**RECORDS SUPPLIED**

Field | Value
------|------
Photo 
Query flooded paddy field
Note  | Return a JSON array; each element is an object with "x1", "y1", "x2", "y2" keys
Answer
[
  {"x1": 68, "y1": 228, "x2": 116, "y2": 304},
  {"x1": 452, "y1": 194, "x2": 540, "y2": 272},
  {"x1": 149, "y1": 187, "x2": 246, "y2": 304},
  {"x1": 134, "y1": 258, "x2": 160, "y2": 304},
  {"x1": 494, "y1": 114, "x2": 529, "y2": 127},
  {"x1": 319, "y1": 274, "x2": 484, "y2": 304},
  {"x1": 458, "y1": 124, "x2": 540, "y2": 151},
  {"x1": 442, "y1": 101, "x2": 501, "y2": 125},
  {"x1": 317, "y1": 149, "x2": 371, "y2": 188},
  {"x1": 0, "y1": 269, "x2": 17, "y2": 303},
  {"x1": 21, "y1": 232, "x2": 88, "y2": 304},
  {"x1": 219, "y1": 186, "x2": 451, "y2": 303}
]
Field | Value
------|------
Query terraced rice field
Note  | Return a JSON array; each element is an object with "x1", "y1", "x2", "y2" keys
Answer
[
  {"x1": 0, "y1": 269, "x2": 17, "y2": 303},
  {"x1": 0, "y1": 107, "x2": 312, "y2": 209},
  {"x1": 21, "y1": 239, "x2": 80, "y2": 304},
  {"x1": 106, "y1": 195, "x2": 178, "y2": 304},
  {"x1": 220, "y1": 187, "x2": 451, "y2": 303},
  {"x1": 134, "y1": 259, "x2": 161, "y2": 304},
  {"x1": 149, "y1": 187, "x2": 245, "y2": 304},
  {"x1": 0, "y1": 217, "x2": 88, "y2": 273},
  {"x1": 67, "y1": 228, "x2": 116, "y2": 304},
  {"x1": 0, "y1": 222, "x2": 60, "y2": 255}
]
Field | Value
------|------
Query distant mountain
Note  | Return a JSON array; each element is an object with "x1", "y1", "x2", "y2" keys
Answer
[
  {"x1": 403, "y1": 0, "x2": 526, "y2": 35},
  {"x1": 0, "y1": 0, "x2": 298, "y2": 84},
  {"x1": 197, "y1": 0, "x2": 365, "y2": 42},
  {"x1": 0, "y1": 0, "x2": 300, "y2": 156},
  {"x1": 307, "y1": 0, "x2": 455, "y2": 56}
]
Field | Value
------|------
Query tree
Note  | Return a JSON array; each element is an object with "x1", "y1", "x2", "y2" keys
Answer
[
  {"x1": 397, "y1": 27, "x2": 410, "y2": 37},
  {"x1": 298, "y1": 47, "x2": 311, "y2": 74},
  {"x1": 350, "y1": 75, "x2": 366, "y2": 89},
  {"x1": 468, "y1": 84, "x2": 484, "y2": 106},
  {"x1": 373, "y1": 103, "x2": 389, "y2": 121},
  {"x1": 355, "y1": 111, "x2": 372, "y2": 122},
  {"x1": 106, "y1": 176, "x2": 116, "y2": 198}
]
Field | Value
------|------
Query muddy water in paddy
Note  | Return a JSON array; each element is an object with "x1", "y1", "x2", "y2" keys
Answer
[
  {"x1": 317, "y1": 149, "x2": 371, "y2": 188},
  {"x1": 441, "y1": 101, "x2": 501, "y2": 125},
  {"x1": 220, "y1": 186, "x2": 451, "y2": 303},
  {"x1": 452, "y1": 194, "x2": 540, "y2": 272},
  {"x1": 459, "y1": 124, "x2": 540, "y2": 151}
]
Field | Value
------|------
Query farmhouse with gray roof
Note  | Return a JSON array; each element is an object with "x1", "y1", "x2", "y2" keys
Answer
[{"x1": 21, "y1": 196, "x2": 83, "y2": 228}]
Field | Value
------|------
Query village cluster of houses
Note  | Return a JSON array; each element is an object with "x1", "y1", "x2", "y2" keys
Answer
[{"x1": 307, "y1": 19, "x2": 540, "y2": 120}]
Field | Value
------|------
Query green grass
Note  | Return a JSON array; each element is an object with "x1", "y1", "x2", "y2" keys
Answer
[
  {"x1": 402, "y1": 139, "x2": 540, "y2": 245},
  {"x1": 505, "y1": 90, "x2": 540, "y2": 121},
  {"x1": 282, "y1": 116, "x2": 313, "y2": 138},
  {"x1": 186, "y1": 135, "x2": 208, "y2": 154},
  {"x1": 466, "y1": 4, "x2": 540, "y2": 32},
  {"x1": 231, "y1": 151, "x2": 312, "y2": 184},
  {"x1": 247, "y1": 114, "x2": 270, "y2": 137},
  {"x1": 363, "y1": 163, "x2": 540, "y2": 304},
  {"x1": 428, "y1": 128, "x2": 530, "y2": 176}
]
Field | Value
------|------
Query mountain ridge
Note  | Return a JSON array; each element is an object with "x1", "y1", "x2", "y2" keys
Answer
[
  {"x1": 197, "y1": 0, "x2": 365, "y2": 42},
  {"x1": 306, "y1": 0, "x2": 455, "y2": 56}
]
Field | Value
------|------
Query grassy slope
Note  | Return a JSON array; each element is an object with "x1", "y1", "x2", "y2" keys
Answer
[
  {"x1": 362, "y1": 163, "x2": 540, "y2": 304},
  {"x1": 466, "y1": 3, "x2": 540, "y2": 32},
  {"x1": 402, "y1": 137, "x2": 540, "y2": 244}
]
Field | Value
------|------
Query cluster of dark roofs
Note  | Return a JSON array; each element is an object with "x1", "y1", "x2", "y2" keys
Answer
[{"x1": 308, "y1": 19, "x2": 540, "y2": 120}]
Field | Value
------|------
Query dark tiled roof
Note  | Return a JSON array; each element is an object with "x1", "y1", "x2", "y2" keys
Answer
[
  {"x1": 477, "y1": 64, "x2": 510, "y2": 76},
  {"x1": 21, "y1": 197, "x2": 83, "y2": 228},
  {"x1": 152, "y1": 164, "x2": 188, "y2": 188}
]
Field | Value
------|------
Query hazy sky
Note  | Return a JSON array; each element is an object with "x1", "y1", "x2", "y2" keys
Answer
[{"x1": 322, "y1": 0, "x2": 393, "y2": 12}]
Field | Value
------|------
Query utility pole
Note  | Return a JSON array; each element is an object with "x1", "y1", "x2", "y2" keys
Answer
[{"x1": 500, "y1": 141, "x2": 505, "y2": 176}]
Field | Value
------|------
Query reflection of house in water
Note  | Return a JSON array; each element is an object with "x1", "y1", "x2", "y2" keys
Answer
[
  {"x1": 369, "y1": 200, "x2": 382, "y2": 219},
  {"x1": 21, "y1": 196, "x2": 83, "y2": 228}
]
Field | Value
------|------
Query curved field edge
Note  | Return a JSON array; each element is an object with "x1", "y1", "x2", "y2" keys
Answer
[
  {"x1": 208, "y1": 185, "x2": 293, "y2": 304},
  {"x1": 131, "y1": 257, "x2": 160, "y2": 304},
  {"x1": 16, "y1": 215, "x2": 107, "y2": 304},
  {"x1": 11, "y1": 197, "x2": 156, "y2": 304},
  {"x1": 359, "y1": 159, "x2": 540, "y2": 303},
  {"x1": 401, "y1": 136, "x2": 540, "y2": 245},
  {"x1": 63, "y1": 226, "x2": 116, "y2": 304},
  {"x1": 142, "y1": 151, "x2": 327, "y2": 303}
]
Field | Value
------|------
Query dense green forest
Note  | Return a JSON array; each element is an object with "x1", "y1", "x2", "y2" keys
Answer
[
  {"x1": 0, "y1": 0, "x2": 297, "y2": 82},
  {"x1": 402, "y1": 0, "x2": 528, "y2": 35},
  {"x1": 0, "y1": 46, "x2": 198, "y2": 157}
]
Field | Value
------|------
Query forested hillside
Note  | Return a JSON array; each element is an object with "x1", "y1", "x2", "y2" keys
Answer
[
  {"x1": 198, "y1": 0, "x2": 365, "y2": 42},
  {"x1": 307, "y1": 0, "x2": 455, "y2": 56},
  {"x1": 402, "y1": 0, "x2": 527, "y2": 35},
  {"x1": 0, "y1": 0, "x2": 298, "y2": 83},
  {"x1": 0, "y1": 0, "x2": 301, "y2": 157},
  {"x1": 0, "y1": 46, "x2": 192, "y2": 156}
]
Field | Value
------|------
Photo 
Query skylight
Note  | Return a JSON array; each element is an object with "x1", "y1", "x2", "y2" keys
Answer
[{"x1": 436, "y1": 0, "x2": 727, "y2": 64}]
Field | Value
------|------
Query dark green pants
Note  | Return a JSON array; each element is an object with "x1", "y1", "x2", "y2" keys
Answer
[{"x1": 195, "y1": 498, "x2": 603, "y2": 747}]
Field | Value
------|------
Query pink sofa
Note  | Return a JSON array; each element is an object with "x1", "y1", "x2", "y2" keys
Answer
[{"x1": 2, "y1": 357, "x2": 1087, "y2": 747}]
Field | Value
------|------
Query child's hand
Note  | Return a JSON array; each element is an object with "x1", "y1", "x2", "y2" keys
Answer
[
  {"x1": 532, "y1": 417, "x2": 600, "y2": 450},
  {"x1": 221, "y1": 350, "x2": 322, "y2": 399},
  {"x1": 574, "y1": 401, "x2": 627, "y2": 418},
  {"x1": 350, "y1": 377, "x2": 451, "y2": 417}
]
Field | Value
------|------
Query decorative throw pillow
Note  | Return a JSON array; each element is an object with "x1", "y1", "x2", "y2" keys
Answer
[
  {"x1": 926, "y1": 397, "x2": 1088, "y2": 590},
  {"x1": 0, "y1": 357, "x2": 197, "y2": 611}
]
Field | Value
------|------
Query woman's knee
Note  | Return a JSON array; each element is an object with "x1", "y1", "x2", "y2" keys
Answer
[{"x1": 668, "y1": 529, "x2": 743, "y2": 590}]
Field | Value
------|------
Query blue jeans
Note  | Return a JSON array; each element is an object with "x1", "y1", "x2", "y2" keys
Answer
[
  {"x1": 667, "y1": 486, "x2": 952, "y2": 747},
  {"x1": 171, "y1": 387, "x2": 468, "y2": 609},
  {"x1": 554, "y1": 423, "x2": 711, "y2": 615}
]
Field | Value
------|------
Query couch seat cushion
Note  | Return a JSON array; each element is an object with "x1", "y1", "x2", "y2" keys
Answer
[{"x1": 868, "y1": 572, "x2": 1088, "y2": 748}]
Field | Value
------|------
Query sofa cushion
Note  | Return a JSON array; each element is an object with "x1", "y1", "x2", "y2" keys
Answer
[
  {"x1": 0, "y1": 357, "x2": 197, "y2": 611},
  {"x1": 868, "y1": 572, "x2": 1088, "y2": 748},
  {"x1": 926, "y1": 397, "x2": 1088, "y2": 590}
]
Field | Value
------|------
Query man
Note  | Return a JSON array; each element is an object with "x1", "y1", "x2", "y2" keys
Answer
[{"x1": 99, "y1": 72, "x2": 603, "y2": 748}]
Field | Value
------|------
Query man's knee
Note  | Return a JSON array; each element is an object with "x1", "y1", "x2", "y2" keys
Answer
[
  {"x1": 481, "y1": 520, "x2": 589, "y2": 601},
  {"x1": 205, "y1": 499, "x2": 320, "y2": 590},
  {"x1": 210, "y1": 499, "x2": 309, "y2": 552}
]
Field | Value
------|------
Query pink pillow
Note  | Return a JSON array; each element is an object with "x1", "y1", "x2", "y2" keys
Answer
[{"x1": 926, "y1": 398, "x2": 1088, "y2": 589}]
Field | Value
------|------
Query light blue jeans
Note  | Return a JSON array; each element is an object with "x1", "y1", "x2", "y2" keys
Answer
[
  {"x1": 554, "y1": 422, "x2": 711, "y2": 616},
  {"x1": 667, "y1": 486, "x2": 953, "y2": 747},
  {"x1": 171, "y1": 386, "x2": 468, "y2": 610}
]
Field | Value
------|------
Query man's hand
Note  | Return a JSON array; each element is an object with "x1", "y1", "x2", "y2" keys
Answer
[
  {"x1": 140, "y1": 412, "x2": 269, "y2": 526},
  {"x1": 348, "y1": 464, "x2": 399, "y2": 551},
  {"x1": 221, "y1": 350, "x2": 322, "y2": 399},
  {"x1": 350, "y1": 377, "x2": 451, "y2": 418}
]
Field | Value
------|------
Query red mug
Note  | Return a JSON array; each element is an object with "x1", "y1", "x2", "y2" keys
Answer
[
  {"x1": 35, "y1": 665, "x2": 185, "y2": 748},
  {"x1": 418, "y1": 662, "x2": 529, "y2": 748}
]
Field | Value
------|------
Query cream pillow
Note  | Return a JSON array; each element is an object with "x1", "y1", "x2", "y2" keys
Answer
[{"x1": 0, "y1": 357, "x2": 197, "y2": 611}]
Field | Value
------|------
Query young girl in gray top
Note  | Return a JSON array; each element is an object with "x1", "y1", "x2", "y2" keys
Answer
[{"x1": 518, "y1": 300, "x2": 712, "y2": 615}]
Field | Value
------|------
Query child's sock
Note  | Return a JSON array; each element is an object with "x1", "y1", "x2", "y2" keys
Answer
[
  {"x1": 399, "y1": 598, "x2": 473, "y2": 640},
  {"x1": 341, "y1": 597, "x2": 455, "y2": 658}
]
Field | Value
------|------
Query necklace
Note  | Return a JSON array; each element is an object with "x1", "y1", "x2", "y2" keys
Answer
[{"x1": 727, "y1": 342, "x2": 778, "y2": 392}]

**TASK ITEM**
Look through the listing, and copy each line in which the string "jeans" turns up.

**ANSWER TO THE EXERCISE**
Query blue jeans
Query light blue jeans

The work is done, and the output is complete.